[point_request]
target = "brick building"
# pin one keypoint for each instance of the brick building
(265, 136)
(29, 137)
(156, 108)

Stated exercise:
Locate each line in the records above that contains the string "brick" and copy it. Matching is case-sensitive.

Written reply:
target = "brick building"
# pin one keypoint for each instance of the brick building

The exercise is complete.